═════ MATERIAL FOR THIS EXERCISE ═════

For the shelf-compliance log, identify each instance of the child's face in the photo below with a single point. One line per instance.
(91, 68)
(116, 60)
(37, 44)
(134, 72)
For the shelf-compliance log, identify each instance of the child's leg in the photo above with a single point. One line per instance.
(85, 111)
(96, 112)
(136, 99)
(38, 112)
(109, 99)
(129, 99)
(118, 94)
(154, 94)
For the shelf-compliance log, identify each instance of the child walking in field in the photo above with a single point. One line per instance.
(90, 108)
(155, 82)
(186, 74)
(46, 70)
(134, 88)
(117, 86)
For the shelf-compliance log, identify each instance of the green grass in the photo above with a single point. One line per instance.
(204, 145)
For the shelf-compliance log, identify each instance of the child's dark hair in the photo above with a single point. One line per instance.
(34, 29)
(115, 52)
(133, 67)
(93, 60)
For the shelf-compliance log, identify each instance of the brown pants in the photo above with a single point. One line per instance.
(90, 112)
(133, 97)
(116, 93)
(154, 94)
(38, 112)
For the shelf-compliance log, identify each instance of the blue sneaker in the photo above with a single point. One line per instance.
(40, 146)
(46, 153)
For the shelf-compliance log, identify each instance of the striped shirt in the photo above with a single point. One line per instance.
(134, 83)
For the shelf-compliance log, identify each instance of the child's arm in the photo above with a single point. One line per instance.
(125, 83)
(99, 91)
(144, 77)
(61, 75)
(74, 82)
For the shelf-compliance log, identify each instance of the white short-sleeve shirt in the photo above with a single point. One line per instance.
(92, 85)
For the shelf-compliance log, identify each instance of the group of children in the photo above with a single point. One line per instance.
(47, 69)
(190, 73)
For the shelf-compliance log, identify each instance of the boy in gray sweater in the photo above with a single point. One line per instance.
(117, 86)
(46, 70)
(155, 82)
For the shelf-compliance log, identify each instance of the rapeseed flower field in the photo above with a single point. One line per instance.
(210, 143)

═════

## TASK DIRECTIONS
Print each entry above again, exactly as it was given.

## ANSWER TO THIS TASK
For the shelf-compliance log, identify each instance of the child's face in the photo below with a single point. One line per instance.
(91, 68)
(116, 60)
(37, 44)
(134, 72)
For the shelf-compliance log, identify each instance of the child's leg in the photo above with a single point. One line per instance.
(85, 111)
(96, 112)
(136, 99)
(38, 112)
(109, 99)
(129, 99)
(118, 94)
(154, 94)
For the shelf-compliance log, identify each instance of the child walking in field in the photo above with a single point. One line per instance.
(90, 108)
(155, 82)
(186, 74)
(46, 70)
(134, 88)
(117, 86)
For the shelf-compliance log, identify each instance of the green grass in the photo above with a single point. One line per instance.
(204, 145)
For the shelf-compliance log, identify each instance of the child's dark hair in the photo above with a single point. One line per instance.
(34, 29)
(115, 52)
(133, 67)
(93, 60)
For the shelf-compliance log, identify each instance of the brown pants in the photo above with a single point. One line per instance.
(90, 112)
(133, 97)
(116, 93)
(154, 94)
(38, 112)
For the shelf-compliance log, identify each instance of the blue sneaker in the photo above with a single point. One line per instance.
(40, 146)
(46, 153)
For the shelf-compliance log, identify each instance of the striped shirt in the photo above with a single point. One line per instance.
(134, 83)
For the shelf-compliance log, identify each instance of the child's arm in the photo above with a single point. One line per instance.
(125, 83)
(99, 91)
(144, 77)
(61, 75)
(74, 82)
For the shelf-compliance log, identify each instance of the white short-sleeve shirt in the photo above with a single point. One line per instance.
(92, 85)
For the shelf-compliance log, identify each instance of the group of children in the photo above with a single point. One line per instance.
(47, 69)
(190, 73)
For the shelf-compliance log, identify each instance of the boy in gray sweater in the photo above with a single point. One line per instance.
(117, 86)
(46, 70)
(155, 82)
For the shelf-compliance log, identify each instance of the rapeseed flower field in the photo above with a single point. One line per instance.
(210, 143)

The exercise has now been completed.